Records for the exercise:
__________________________________________________
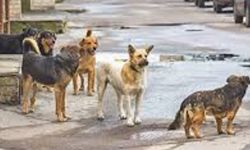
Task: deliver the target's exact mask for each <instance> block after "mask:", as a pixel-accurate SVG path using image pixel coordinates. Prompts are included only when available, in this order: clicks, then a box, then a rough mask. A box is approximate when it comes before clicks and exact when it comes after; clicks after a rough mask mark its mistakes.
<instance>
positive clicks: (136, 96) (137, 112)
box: [134, 92, 143, 124]
mask: <svg viewBox="0 0 250 150" xmlns="http://www.w3.org/2000/svg"><path fill="white" fill-rule="evenodd" d="M142 99H143V92H139V93H138V94H137V95H136V99H135V119H134V121H135V124H141V118H140V106H141V101H142Z"/></svg>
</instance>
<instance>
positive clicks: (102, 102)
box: [97, 78, 108, 121]
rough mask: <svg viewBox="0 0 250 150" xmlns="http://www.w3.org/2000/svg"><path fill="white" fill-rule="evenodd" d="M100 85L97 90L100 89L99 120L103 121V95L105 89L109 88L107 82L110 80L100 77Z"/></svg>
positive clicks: (98, 101)
mask: <svg viewBox="0 0 250 150" xmlns="http://www.w3.org/2000/svg"><path fill="white" fill-rule="evenodd" d="M98 81H99V82H98V86H97V90H98V112H97V115H98V120H100V121H102V120H104V113H103V96H104V93H105V90H106V88H107V84H108V81H107V80H106V79H104V78H103V79H99V80H98Z"/></svg>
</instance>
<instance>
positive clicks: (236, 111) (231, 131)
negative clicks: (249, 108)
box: [226, 108, 238, 135]
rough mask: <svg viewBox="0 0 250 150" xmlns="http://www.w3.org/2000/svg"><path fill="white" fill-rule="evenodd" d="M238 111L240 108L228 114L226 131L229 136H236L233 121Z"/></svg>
mask: <svg viewBox="0 0 250 150" xmlns="http://www.w3.org/2000/svg"><path fill="white" fill-rule="evenodd" d="M237 111H238V108H236V110H233V111H230V112H227V129H226V131H227V134H229V135H234V134H235V131H234V128H233V120H234V117H235V115H236V113H237Z"/></svg>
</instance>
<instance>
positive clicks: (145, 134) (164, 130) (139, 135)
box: [130, 130, 169, 141]
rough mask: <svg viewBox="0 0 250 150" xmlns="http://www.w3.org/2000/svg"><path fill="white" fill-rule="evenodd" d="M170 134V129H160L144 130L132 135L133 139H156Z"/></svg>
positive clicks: (135, 133) (130, 137)
mask: <svg viewBox="0 0 250 150" xmlns="http://www.w3.org/2000/svg"><path fill="white" fill-rule="evenodd" d="M167 134H169V131H167V130H158V131H142V132H139V133H134V134H132V135H131V136H130V139H131V140H142V141H144V140H145V141H147V140H154V139H157V138H161V137H163V136H166V135H167Z"/></svg>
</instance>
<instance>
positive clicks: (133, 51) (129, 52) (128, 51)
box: [128, 44, 135, 55]
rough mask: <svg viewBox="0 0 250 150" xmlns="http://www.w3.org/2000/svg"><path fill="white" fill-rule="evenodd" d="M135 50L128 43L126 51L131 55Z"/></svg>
mask: <svg viewBox="0 0 250 150" xmlns="http://www.w3.org/2000/svg"><path fill="white" fill-rule="evenodd" d="M134 52H135V48H134V47H133V46H132V45H131V44H129V45H128V53H129V54H130V55H131V54H133V53H134Z"/></svg>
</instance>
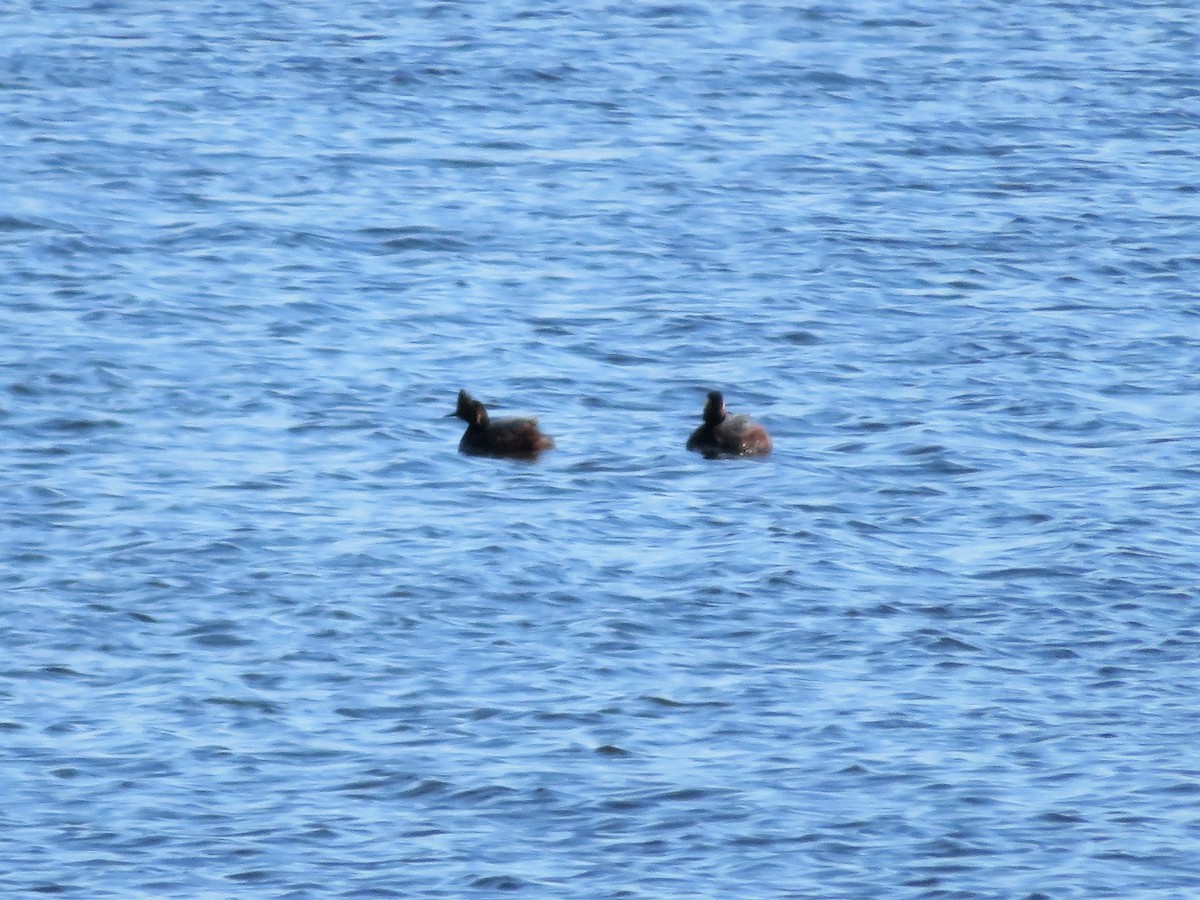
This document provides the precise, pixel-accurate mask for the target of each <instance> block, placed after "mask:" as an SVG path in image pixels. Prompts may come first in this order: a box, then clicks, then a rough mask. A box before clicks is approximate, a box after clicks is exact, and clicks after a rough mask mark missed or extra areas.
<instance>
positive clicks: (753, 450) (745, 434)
mask: <svg viewBox="0 0 1200 900" xmlns="http://www.w3.org/2000/svg"><path fill="white" fill-rule="evenodd" d="M688 449H689V450H696V451H698V452H701V454H703V455H704V457H706V458H709V460H716V458H721V457H726V456H766V455H767V454H769V452H770V436H769V434H768V433H767V430H766V428H764V427H762V426H761V425H760V424H758V422H756V421H754V420H752V419H751V418H750V416H749V415H730V414H728V413H727V412H726V410H725V397H724V396H721V392H720V391H709V392H708V402H707V403H704V424H703V425H701V426H700V427H698V428H696V431H694V432H692V433H691V437H690V438H688Z"/></svg>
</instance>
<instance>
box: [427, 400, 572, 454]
mask: <svg viewBox="0 0 1200 900" xmlns="http://www.w3.org/2000/svg"><path fill="white" fill-rule="evenodd" d="M450 416H458V418H460V419H462V420H463V421H466V422H467V432H466V433H464V434H463V436H462V440H460V442H458V452H460V454H469V455H472V456H506V457H509V458H514V460H533V458H536V456H538V454H540V452H541V451H542V450H550V449H551V448H553V446H554V440H553V438H551V437H550V436H548V434H542V433H541V431H539V430H538V420H536V419H497V420H496V421H491V420H490V419H488V418H487V409H485V408H484V404H482V403H480V402H479V401H478V400H475V398H474V397H472V396H470V395H469V394H467V391H458V407H457V408H456V409H455V410H454V412H452V413H450V415H448V416H446V418H448V419H449V418H450Z"/></svg>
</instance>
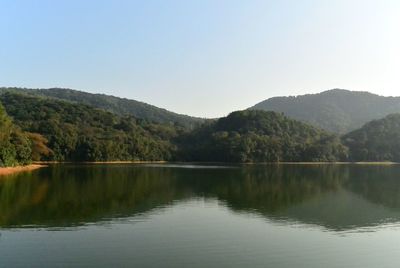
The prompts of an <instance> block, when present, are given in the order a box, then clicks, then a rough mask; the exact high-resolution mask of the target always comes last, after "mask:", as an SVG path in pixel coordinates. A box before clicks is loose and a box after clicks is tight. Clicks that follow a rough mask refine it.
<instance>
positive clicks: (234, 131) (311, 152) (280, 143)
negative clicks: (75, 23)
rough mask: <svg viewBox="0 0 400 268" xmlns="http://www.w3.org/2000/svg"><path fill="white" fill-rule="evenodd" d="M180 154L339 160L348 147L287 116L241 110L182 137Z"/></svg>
mask: <svg viewBox="0 0 400 268" xmlns="http://www.w3.org/2000/svg"><path fill="white" fill-rule="evenodd" d="M179 153H180V154H181V155H180V156H179V157H180V158H182V159H186V160H191V161H218V162H279V161H290V162H292V161H293V162H296V161H340V160H346V159H347V148H346V147H344V146H343V145H342V144H341V142H340V139H339V138H338V137H337V136H335V135H332V134H329V133H327V132H325V131H324V130H320V129H318V128H315V127H312V126H310V125H307V124H305V123H302V122H299V121H296V120H293V119H289V118H287V117H286V116H284V115H282V114H279V113H275V112H265V111H251V110H247V111H238V112H233V113H231V114H230V115H229V116H227V117H225V118H221V119H219V120H217V121H215V122H211V123H209V124H206V125H204V126H203V127H201V128H199V129H196V130H195V131H193V132H191V133H189V134H188V135H187V136H183V137H182V138H181V143H180V145H179Z"/></svg>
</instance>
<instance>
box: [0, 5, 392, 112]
mask: <svg viewBox="0 0 400 268" xmlns="http://www.w3.org/2000/svg"><path fill="white" fill-rule="evenodd" d="M2 3H3V5H2V9H1V10H0V29H1V32H2V33H3V34H2V35H1V36H0V40H1V41H2V47H1V49H0V57H1V59H2V65H1V67H0V84H1V85H2V86H3V85H4V86H16V87H27V88H51V87H62V88H71V89H77V90H82V91H86V92H90V93H103V94H108V95H114V96H118V97H124V98H129V99H135V100H138V101H142V102H145V103H149V104H152V105H155V106H158V107H161V108H165V109H168V110H170V111H173V112H177V113H181V114H187V115H191V116H199V117H208V118H213V117H220V116H224V115H226V114H228V113H229V112H231V111H234V110H241V109H245V108H248V107H250V106H252V105H254V104H256V103H258V102H260V101H262V100H265V99H267V98H270V97H275V96H288V95H302V94H312V93H319V92H322V91H325V90H329V89H333V88H343V89H348V90H352V91H368V92H371V93H374V94H378V95H383V96H395V95H398V94H397V92H398V89H399V88H400V77H399V76H398V75H397V70H398V69H399V67H400V53H399V51H398V47H399V46H400V37H399V35H400V34H399V33H398V29H397V27H398V25H400V17H399V16H398V15H397V14H398V13H399V11H400V2H397V1H394V0H393V1H385V2H384V3H382V2H380V1H372V0H369V1H356V0H353V1H343V0H340V1H335V2H334V3H331V2H329V1H318V2H315V1H301V3H300V2H299V1H280V2H279V3H277V2H272V1H255V0H254V1H246V2H242V1H196V2H194V1H191V2H185V1H148V2H145V3H144V2H141V1H85V2H82V1H77V0H74V1H57V2H52V1H43V0H41V1H35V2H30V1H26V0H25V1H24V0H21V1H2ZM110 18H112V19H110ZM205 107H206V108H205Z"/></svg>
__________________________________________________
What you will do:
Check the listing above for lines containing the string "pixel", and copy each one.

Answer space:
Task: deliver the target's exact mask for each <instance> block after "mask:", as a pixel-accurate SVG path using image pixel coordinates. Prompts are included only when available, in this order: clicks, then a box, then a rough mask. A box is approximate when it comes before clicks and exact when it comes after; clicks after a rough mask mark its mistakes.
This document provides the precise, pixel-accurate mask for the target of each <instance> block, placed after "mask:" as an SVG path in image pixels. Prompts may come first in this order: a box, then clicks, then a rough mask. A box before clicks is approximate, a box after clicks is exact, and clicks after a rough mask mark missed or extra areas.
The prompts of an <instance> block, when present, are given in the order a box, then clicks, then a rough mask; the exact high-resolution mask of the target always comes last, after "mask:", as an SVG path in pixel coordinates. A box before clicks is loose and a box after clicks is tight. Clicks that follow a rough mask refine it.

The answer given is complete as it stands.